[Begin Listed entries]

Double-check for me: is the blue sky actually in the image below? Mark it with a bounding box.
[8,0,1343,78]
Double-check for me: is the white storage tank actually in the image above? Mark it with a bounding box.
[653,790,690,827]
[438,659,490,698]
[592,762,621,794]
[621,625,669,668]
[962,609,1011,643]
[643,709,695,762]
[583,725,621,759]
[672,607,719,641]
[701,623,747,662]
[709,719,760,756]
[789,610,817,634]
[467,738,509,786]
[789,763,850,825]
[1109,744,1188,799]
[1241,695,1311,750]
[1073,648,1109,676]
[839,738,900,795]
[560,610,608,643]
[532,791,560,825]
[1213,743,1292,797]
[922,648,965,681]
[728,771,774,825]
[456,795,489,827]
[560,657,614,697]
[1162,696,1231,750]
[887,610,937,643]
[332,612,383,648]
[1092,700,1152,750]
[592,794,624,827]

[End Listed entries]
[Begin Listed entries]

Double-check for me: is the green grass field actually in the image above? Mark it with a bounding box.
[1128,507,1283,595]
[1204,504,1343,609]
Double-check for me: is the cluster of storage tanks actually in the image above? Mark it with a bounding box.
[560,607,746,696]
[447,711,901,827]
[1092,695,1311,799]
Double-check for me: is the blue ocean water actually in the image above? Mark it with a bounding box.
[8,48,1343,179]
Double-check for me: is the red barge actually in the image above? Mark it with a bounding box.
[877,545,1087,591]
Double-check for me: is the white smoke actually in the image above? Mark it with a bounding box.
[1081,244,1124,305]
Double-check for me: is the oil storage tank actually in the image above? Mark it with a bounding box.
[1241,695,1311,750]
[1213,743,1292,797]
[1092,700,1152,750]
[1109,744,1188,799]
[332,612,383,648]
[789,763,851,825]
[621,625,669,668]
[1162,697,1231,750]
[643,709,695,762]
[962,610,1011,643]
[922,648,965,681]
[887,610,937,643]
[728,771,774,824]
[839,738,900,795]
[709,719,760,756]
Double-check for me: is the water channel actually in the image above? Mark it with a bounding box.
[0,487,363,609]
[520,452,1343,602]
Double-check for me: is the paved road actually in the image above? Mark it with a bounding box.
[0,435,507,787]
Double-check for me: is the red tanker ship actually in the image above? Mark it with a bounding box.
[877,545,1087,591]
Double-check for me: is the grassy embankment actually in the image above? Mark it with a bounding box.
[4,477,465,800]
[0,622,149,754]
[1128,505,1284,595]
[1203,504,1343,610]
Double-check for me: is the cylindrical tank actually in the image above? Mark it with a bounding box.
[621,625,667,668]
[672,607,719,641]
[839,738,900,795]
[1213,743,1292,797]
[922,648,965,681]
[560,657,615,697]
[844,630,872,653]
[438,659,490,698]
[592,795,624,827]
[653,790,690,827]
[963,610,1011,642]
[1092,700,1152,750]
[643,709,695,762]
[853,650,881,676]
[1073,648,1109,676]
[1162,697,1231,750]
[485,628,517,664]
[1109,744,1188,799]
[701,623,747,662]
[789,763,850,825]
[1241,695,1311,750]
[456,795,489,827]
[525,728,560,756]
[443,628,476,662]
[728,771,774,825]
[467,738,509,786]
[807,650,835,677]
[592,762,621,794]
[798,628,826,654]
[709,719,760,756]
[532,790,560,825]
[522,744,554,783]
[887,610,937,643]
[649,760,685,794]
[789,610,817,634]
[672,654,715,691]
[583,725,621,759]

[End Listed entries]

**Aim**.
Reproduce the material word for word, starting at the line that contains "Double-check for me: is the oil" and ending at the line that contains "[1203,504,1343,610]", with both of those lines included.

**Answer in full**.
Double-check for me: is the oil storage tank actually in the image above? Mark it with a bounding box.
[1241,695,1311,750]
[1213,743,1292,797]
[1092,700,1152,750]
[1109,744,1188,799]
[332,612,383,648]
[789,763,851,825]
[621,625,669,668]
[1162,697,1231,750]
[643,709,695,762]
[962,610,1011,643]
[922,648,965,681]
[887,610,937,643]
[728,771,774,824]
[839,738,900,795]
[709,719,760,756]
Double-check for me: is the water channel actually in the image above? Mark it with a bounding box.
[0,487,363,609]
[520,452,1343,602]
Double-check for me: is the paved road actually in the image above? Mark it with a bounding box.
[0,435,507,787]
Double-check for me: is the red tanker ship actually in the image above? Mark it with a bounding box.
[877,545,1087,591]
Double-check for me: is the grassy embankment actually in the image above? Mark it with a bounding box.
[4,477,465,800]
[0,622,149,754]
[1128,505,1284,595]
[1203,504,1343,610]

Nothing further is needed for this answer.